* _本文抜粋_:
________
まず「何で1メートルからの測定ならOKなのか?」に根拠がありません。
「放射性物質は地表に集まるから」だというのなら、何で50cmとか地表面とかじゃないの?
「地表数メートルから計るよりも正確だ」という理屈も同じ。じゃあどうして、10cmや地面を削って測定するのではなく、1mなの?
(更に言うなら高い数値が検出されても、そもそも本当に危険なのか?現実に異変は起きていないのに?といった不明点もあるのですが、それは割愛)
誤解のないように強く書きますが、私は「汚染は軽微で何の影響もない」と言いたいわけではない。
本当に「1m」で測定しないといけないのかもしれない。
ただ、非常に気になるのが、この思考の背景にあるのが「今の測定結果で問題が判明しないのは、測定方法が悪いからだ」だと思われる点。
言うまでもなく、「問題がない」ことを証明するのは困難です。
「問題がある」ならできる。問題を見つければいいんだから。
でも「ない」ことを証明するには、「実際にあるという報告がないから、ない」としか言えない。
で、ここで落とし穴にハマってると思うのですよ。
「汚染を調査しないと安心できない!」
→「5mの位置の放射線量を測定しました。異常なし。だから問題は無い」
→「いいや1mで測定すべきだ!安心できない!」
→「1mでも測定しました。異常なし。だから問題は無い」
→「いいや50cmで測定すべきだ!安心できない!」
→「50cmでも測定しました。異常なし。だから問題は無い」
→「風向きや海抜も考慮すべきだ!安心できない!」
→「そんな複雑な要因までは考慮できな…」
→「やはり発表できないんだ!日本政府は結果を隠している!!」
こういう構造になるのがありありと予測できます。
「不安だ」「問題がある」という前提があるので、実際に「問題」が見つかるまでひたすら「不安」で探し続ける。
その内に「証明不能」か「何らかの問題」の類に必ずぶつかるので、「やはり問題があったのだ!」となる。
もしくはお馴染みの「○○は隠している」や「影響がないとは断言できないはずだ」と言い張る。
なんかもう、うんざりなわけですよ。
似たようなパターンは幾らでも思いつきます。
(例)
ある人が、最近わけもなく体がだるいので、何かの病気ではないかと心配になり、病院に行きました。
________
データセットの項目

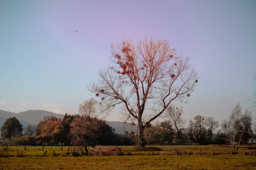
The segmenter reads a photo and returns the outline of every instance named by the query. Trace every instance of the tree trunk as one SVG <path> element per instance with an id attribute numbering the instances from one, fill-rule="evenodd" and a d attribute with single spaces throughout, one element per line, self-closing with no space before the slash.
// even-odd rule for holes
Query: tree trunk
<path id="1" fill-rule="evenodd" d="M 137 143 L 137 147 L 139 148 L 144 148 L 145 147 L 145 141 L 144 137 L 144 130 L 145 126 L 139 119 L 138 119 L 138 123 L 139 133 L 138 141 Z"/>
<path id="2" fill-rule="evenodd" d="M 87 149 L 87 146 L 84 146 L 84 149 L 85 149 L 85 151 L 86 152 L 86 154 L 88 154 L 89 152 L 88 152 L 88 149 Z"/>
<path id="3" fill-rule="evenodd" d="M 242 136 L 243 135 L 243 130 L 242 130 L 241 131 L 241 133 L 239 136 L 238 136 L 238 145 L 237 145 L 237 149 L 239 149 L 239 147 L 240 147 L 240 143 L 241 142 L 241 140 L 242 140 Z"/>

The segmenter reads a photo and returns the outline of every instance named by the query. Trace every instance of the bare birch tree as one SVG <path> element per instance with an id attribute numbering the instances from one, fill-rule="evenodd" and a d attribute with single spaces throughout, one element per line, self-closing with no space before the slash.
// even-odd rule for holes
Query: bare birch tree
<path id="1" fill-rule="evenodd" d="M 137 145 L 144 147 L 145 127 L 172 102 L 188 102 L 197 73 L 190 58 L 176 55 L 167 41 L 145 38 L 135 45 L 124 38 L 111 48 L 110 63 L 87 89 L 101 99 L 102 112 L 109 113 L 118 105 L 125 121 L 137 122 Z"/>
<path id="2" fill-rule="evenodd" d="M 242 135 L 243 130 L 240 129 L 241 108 L 240 103 L 238 103 L 232 110 L 231 114 L 229 118 L 228 125 L 229 130 L 228 135 L 229 138 L 230 144 L 233 146 L 234 149 L 235 148 L 236 142 L 237 141 L 238 143 L 237 149 L 239 148 L 241 138 Z"/>
<path id="3" fill-rule="evenodd" d="M 204 124 L 205 129 L 209 134 L 210 143 L 211 143 L 213 132 L 219 127 L 219 122 L 212 117 L 209 117 L 206 118 Z"/>
<path id="4" fill-rule="evenodd" d="M 204 131 L 204 116 L 196 115 L 193 119 L 194 120 L 189 121 L 189 135 L 194 142 L 198 143 L 200 139 L 200 135 Z"/>
<path id="5" fill-rule="evenodd" d="M 180 128 L 186 123 L 186 120 L 182 117 L 183 110 L 182 107 L 176 107 L 172 105 L 168 108 L 165 114 L 165 117 L 170 119 L 172 125 L 173 126 L 176 130 L 175 135 L 178 142 L 182 142 L 181 133 Z"/>

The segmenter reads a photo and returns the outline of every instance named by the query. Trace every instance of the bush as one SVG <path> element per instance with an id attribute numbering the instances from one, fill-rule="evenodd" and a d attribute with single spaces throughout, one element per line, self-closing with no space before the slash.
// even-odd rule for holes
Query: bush
<path id="1" fill-rule="evenodd" d="M 100 149 L 98 149 L 100 148 Z M 99 154 L 102 156 L 122 156 L 124 155 L 123 151 L 120 148 L 111 146 L 97 146 L 94 148 L 97 151 L 93 154 Z"/>
<path id="2" fill-rule="evenodd" d="M 0 158 L 9 157 L 9 152 L 7 150 L 0 150 Z"/>
<path id="3" fill-rule="evenodd" d="M 24 153 L 21 151 L 18 151 L 14 155 L 15 157 L 24 157 Z"/>

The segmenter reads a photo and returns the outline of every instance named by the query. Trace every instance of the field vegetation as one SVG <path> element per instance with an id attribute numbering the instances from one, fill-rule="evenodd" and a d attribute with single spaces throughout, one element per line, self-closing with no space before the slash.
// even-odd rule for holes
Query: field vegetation
<path id="1" fill-rule="evenodd" d="M 256 168 L 255 145 L 236 150 L 229 145 L 151 146 L 138 150 L 131 146 L 97 146 L 89 147 L 90 156 L 82 154 L 82 148 L 45 146 L 43 150 L 41 146 L 26 146 L 25 150 L 24 146 L 10 146 L 6 150 L 2 147 L 0 169 Z"/>

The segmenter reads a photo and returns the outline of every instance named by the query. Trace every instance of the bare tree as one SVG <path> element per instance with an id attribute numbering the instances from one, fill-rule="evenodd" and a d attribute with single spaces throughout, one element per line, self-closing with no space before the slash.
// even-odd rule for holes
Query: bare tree
<path id="1" fill-rule="evenodd" d="M 35 125 L 28 125 L 24 128 L 24 132 L 25 136 L 35 135 L 36 133 L 36 126 Z"/>
<path id="2" fill-rule="evenodd" d="M 170 118 L 172 126 L 174 126 L 176 130 L 176 136 L 179 142 L 182 142 L 181 133 L 180 128 L 186 123 L 186 120 L 182 118 L 183 110 L 182 107 L 176 107 L 174 105 L 171 105 L 167 108 L 167 112 L 165 114 L 166 117 Z"/>
<path id="3" fill-rule="evenodd" d="M 97 118 L 98 104 L 93 98 L 84 101 L 78 107 L 79 115 L 75 116 L 70 125 L 70 134 L 73 137 L 73 143 L 82 146 L 87 154 L 87 146 L 96 143 L 103 123 Z"/>
<path id="4" fill-rule="evenodd" d="M 221 130 L 223 135 L 226 136 L 227 133 L 228 128 L 228 122 L 226 119 L 224 119 L 222 121 L 221 126 Z"/>
<path id="5" fill-rule="evenodd" d="M 243 131 L 242 140 L 246 143 L 248 142 L 249 138 L 252 137 L 252 112 L 246 110 L 244 113 L 242 115 L 241 118 L 241 127 Z"/>
<path id="6" fill-rule="evenodd" d="M 239 148 L 243 130 L 240 129 L 241 108 L 239 103 L 233 109 L 228 121 L 229 130 L 228 135 L 229 138 L 230 144 L 232 145 L 234 149 L 235 149 L 236 137 L 238 135 L 238 146 L 237 149 Z"/>
<path id="7" fill-rule="evenodd" d="M 74 144 L 82 146 L 88 153 L 87 146 L 97 143 L 103 122 L 96 117 L 76 115 L 70 124 L 70 134 Z"/>
<path id="8" fill-rule="evenodd" d="M 204 121 L 205 117 L 201 115 L 196 115 L 194 120 L 189 121 L 189 135 L 194 141 L 198 143 L 200 139 L 200 135 L 204 131 Z"/>
<path id="9" fill-rule="evenodd" d="M 98 101 L 93 98 L 85 100 L 83 104 L 80 104 L 78 106 L 78 114 L 86 116 L 98 117 L 99 114 L 97 107 L 98 104 Z"/>
<path id="10" fill-rule="evenodd" d="M 209 135 L 210 143 L 211 143 L 211 139 L 213 132 L 219 127 L 219 122 L 212 117 L 206 117 L 204 123 L 205 129 Z"/>
<path id="11" fill-rule="evenodd" d="M 137 121 L 138 146 L 145 146 L 145 127 L 175 100 L 188 102 L 198 82 L 190 59 L 176 55 L 167 41 L 141 40 L 135 46 L 123 39 L 115 48 L 106 69 L 100 70 L 98 82 L 87 89 L 101 98 L 102 112 L 120 107 L 125 122 Z"/>

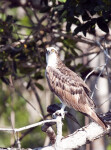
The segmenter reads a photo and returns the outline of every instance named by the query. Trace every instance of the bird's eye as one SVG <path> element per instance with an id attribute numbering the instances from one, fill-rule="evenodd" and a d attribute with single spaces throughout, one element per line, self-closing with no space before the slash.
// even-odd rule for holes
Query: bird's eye
<path id="1" fill-rule="evenodd" d="M 51 49 L 51 52 L 55 52 L 55 50 L 54 50 L 54 49 Z"/>

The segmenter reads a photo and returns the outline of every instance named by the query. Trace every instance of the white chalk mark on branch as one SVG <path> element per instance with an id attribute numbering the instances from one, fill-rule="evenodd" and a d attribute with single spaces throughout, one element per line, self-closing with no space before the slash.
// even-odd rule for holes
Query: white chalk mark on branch
<path id="1" fill-rule="evenodd" d="M 37 127 L 37 126 L 40 126 L 44 123 L 48 123 L 48 122 L 57 122 L 57 119 L 53 119 L 53 120 L 44 120 L 44 121 L 41 121 L 41 122 L 37 122 L 37 123 L 34 123 L 34 124 L 31 124 L 31 125 L 28 125 L 28 126 L 25 126 L 25 127 L 22 127 L 22 128 L 14 128 L 14 129 L 11 129 L 11 128 L 0 128 L 0 131 L 8 131 L 8 132 L 20 132 L 20 131 L 24 131 L 24 130 L 27 130 L 27 129 L 30 129 L 30 128 L 34 128 L 34 127 Z"/>

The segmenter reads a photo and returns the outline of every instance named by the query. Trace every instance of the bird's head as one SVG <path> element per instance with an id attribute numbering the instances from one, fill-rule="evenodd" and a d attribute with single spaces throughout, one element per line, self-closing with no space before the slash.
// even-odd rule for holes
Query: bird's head
<path id="1" fill-rule="evenodd" d="M 46 48 L 46 62 L 49 66 L 55 66 L 57 64 L 58 50 L 54 47 Z"/>

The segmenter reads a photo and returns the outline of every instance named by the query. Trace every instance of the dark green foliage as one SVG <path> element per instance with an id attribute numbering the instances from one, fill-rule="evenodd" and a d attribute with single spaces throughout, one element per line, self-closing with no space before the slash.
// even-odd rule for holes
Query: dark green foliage
<path id="1" fill-rule="evenodd" d="M 62 18 L 67 18 L 66 30 L 68 32 L 72 24 L 77 25 L 74 30 L 74 35 L 83 32 L 86 36 L 88 31 L 92 31 L 92 28 L 94 30 L 96 23 L 102 31 L 108 33 L 108 23 L 111 21 L 111 2 L 108 0 L 67 0 L 60 14 Z M 94 15 L 98 15 L 98 17 L 94 19 Z M 74 17 L 79 16 L 82 17 L 83 23 L 74 19 Z M 93 34 L 95 32 L 93 31 L 91 33 Z"/>
<path id="2" fill-rule="evenodd" d="M 84 36 L 87 33 L 96 36 L 96 25 L 108 34 L 111 1 L 52 0 L 50 3 L 48 0 L 30 0 L 22 3 L 20 0 L 2 0 L 0 6 L 0 124 L 12 127 L 11 115 L 14 114 L 14 127 L 19 128 L 33 123 L 32 118 L 40 121 L 39 109 L 43 115 L 47 114 L 44 110 L 46 97 L 40 97 L 47 94 L 44 80 L 46 47 L 60 44 L 58 47 L 64 56 L 64 63 L 85 78 L 92 68 L 88 67 L 88 62 L 86 65 L 82 63 L 85 50 L 83 52 L 78 48 L 77 43 L 82 39 L 80 36 L 75 38 L 75 35 L 82 32 Z M 72 31 L 73 25 L 75 29 Z M 33 104 L 32 93 L 36 104 Z M 57 98 L 52 99 L 52 103 L 60 103 Z M 33 116 L 29 114 L 27 105 L 33 111 L 37 110 Z M 84 124 L 83 116 L 77 116 Z M 66 121 L 63 131 L 63 135 L 67 135 Z M 24 132 L 19 133 L 20 138 Z M 43 146 L 45 137 L 46 133 L 37 127 L 24 136 L 22 147 Z M 15 142 L 14 136 L 7 133 L 0 132 L 0 139 L 1 147 Z"/>

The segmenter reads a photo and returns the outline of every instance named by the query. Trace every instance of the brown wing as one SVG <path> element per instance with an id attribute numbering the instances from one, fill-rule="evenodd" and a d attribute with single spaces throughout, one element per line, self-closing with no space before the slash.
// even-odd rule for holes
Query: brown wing
<path id="1" fill-rule="evenodd" d="M 68 72 L 69 71 L 69 72 Z M 62 67 L 61 69 L 53 69 L 47 67 L 46 77 L 49 87 L 62 101 L 68 106 L 80 112 L 87 112 L 87 107 L 94 108 L 93 101 L 86 94 L 90 92 L 84 81 L 71 70 Z"/>

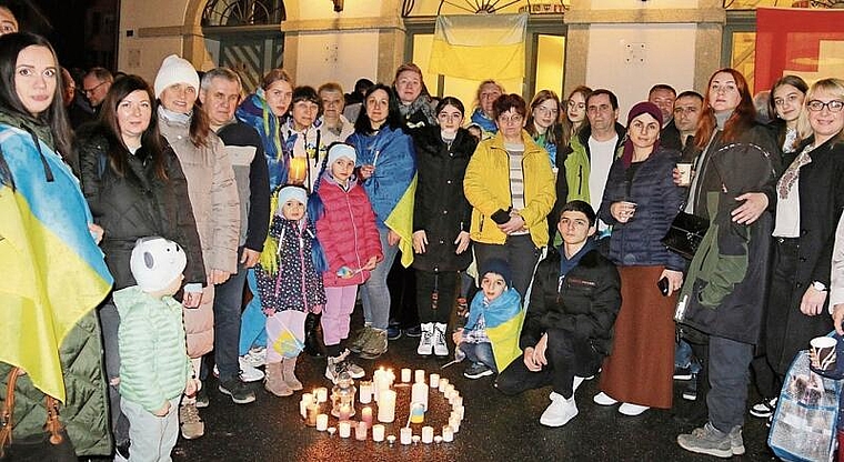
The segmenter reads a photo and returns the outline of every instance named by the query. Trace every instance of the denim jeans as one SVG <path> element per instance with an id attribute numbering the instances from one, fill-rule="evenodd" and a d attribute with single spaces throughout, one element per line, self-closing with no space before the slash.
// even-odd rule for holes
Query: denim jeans
<path id="1" fill-rule="evenodd" d="M 238 250 L 238 261 L 243 248 Z M 238 263 L 238 272 L 229 280 L 217 285 L 214 298 L 214 362 L 220 371 L 220 381 L 238 376 L 240 364 L 240 307 L 243 303 L 243 284 L 247 282 L 247 268 Z"/>
<path id="2" fill-rule="evenodd" d="M 267 317 L 261 311 L 261 299 L 258 297 L 258 281 L 254 268 L 247 272 L 247 284 L 252 292 L 252 300 L 247 304 L 240 317 L 240 355 L 249 353 L 252 346 L 267 346 Z"/>
<path id="3" fill-rule="evenodd" d="M 390 289 L 386 287 L 386 275 L 399 253 L 399 245 L 390 245 L 386 237 L 389 230 L 379 229 L 381 251 L 384 260 L 378 263 L 370 273 L 370 279 L 361 285 L 361 302 L 363 304 L 363 321 L 375 329 L 386 329 L 390 321 Z"/>

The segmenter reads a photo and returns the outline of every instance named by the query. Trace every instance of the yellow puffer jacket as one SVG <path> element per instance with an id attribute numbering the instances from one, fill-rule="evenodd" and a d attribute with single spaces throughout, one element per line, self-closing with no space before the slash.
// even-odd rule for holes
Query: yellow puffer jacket
<path id="1" fill-rule="evenodd" d="M 537 248 L 547 243 L 547 222 L 545 218 L 554 205 L 554 173 L 547 161 L 547 152 L 536 144 L 526 131 L 522 130 L 524 159 L 524 203 L 521 211 L 525 228 Z M 481 141 L 469 161 L 463 191 L 472 204 L 471 237 L 475 242 L 503 244 L 506 240 L 492 215 L 499 210 L 508 210 L 512 204 L 510 191 L 510 154 L 504 149 L 501 133 Z"/>

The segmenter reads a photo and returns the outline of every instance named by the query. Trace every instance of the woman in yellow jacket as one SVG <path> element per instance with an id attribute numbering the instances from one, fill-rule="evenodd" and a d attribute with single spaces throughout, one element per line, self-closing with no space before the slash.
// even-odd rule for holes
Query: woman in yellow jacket
<path id="1" fill-rule="evenodd" d="M 463 190 L 472 204 L 471 238 L 479 268 L 493 258 L 513 271 L 513 287 L 524 297 L 547 243 L 545 218 L 554 204 L 554 174 L 547 152 L 523 130 L 528 108 L 522 97 L 503 94 L 493 104 L 499 132 L 478 144 Z"/>

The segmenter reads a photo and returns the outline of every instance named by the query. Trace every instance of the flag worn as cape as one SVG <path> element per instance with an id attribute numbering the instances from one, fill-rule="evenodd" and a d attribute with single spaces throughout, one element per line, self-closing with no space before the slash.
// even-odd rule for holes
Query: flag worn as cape
<path id="1" fill-rule="evenodd" d="M 66 400 L 59 348 L 113 282 L 88 224 L 91 211 L 62 159 L 26 131 L 0 125 L 14 185 L 0 184 L 0 361 Z M 52 179 L 48 179 L 48 172 Z"/>

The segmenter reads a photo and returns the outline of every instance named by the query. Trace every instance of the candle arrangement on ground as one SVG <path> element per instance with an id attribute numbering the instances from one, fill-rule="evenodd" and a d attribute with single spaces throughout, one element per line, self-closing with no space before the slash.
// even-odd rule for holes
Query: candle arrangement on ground
<path id="1" fill-rule="evenodd" d="M 410 369 L 400 372 L 401 382 L 396 383 L 393 370 L 381 366 L 359 388 L 343 372 L 330 396 L 326 388 L 303 393 L 299 410 L 304 424 L 320 432 L 336 428 L 340 438 L 350 441 L 386 441 L 390 445 L 453 442 L 465 415 L 463 396 L 454 384 L 421 369 L 412 374 Z M 360 421 L 352 420 L 354 415 L 360 415 Z M 330 426 L 332 418 L 336 418 L 334 426 Z"/>

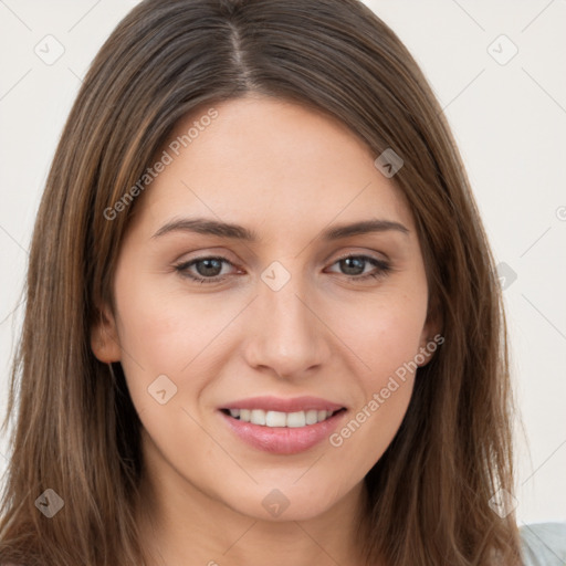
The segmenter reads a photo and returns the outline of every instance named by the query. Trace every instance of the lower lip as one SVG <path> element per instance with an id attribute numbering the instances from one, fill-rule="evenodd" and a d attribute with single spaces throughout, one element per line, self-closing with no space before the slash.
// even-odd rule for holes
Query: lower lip
<path id="1" fill-rule="evenodd" d="M 296 454 L 328 438 L 346 415 L 340 410 L 329 419 L 305 427 L 262 427 L 234 419 L 220 411 L 228 426 L 248 444 L 272 454 Z"/>

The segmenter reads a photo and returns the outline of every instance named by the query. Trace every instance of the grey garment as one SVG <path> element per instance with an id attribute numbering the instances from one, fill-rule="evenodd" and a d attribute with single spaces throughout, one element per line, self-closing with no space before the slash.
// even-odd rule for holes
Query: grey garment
________
* _課題 1_: 放射線量の測定をめぐる文章から、"まず「何で1メートルからの測定ならOKなのか?」に根拠がありません。"から"から、ない」としか言えない。"までを含めてそのまま書き写してください。
* _課題 2_: 放射線量の測定をめぐる文章の「→」で始まる行で、測定して「異常なし」と報告された高さをすべて挙げてください。
* _課題 3_: 放射線量の測定をめぐる文章を、最後の文の後から引き継いで書き進めてください。

* _解答 1_:
まず「何で1メートルからの測定ならOKなのか?」に根拠がありません。
「放射性物質は地表に集まるから」だというのなら、何で50cmとか地表面とかじゃないの?
「地表数メートルから計るよりも正確だ」という理屈も同じ。じゃあどうして、10cmや地面を削って測定するのではなく、1mなの?
(更に言うなら高い数値が検出されても、そもそも本当に危険なのか?現実に異変は起きていないのに?といった不明点もあるのですが、それは割愛)
誤解のないように強く書きますが、私は「汚染は軽微で何の影響もない」と言いたいわけではない。
本当に「1m」で測定しないといけないのかもしれない。
ただ、非常に気になるのが、この思考の背景にあるのが「今の測定結果で問題が判明しないのは、測定方法が悪いからだ」だと思われる点。
言うまでもなく、「問題がない」ことを証明するのは困難です。
「問題がある」ならできる。問題を見つければいいんだから。
でも「ない」ことを証明するには、「実際にあるという報告がないから、ない」としか言えない。

* _解答 2_: 5m、1m、50cm

* _解答 3_:
そこの医者からは、「何も異常なし。気のせいか疲れのせいだ」と診断されました。
だけど納得がいかない。不安なので、別の病院にも行ってみることに。
医者Bの診断:異常なし。病気ではない。→納得いかない!不安だ!
医者Cの診断:異常なし。病気ではない。→納得いかない!不安だ!
医者Dの診断:異常なし。病気ではない。→納得いかない!不安だ!
医者Eの診断:異常なし。病気ではない。→納得いかない!不安だ!
医者Fの診断:これは○○という病気だ。すぐに治療が必要だ。
そこでその人は、「ああやっと名医に出会えた」と満足して通院するようになりました。
…第三者の立場からすれば、すぐに不思議に思うはず。
他の大多数の医者の診断よりも、「病気だ」と診断した医者を信じる理由は何か?
もちろん、本当に名医だったとか、特殊な診療装置を持ってる病院だったとかで、真に病気だった可能性は当然あります。
ですが肝心な点として、「自分にとって望む結論」が出たというだけで信じるのは非常に危険です。
まさしく典型的な宗教のパターン。(注:宗教が悪い、と言いたいわけではない。実は根拠はないのに、筋が通っているように思うのは悪い)
なんなら人間関係の例でもいいです。
(例)
ある娘さんが、恋人さんと結婚するかどうか、このまま一緒に生活できるかと悩んでいました。
食べ物の好みはどうか?うん、大丈夫。でも問題が見つからないのは逆に不安だ。
服の好みは?うん、大丈夫。でも問題が見つからないのは逆に不安だ。
ご両親との相性は?うん、大丈夫。でも問題が見つからないのは逆に不安だ。
じゃあ健康は?たまにだるくて、休みの日は家にいたいことがある?私は遊びに行きたいのに?
…やっぱり問題はあったんだ!私達、上手くいかない!
みたいな。
アホくさいけれど、似たようなケースは本当に頻繁に出くわします。
仕事の成果物に本当に問題がないかとか、自分はダメ人間なんだとか、人生の意味だとか何だとか。
もううんざりだ。
しかも困ったことに、いざ「本当に問題がある」と分かった時に、そこで何故か安心しがちなんですよね。
例えばしばらく前に、新型インフルエンザが流行った時。(今でも「新型」と言うんだろうか…?)
あの時も実際に感染が表面化するまでは、海外とは交流を断てくらいの勢いで騒いだものですが、いざ流行し出したら逆にどうでもよいノリに移ったように思います。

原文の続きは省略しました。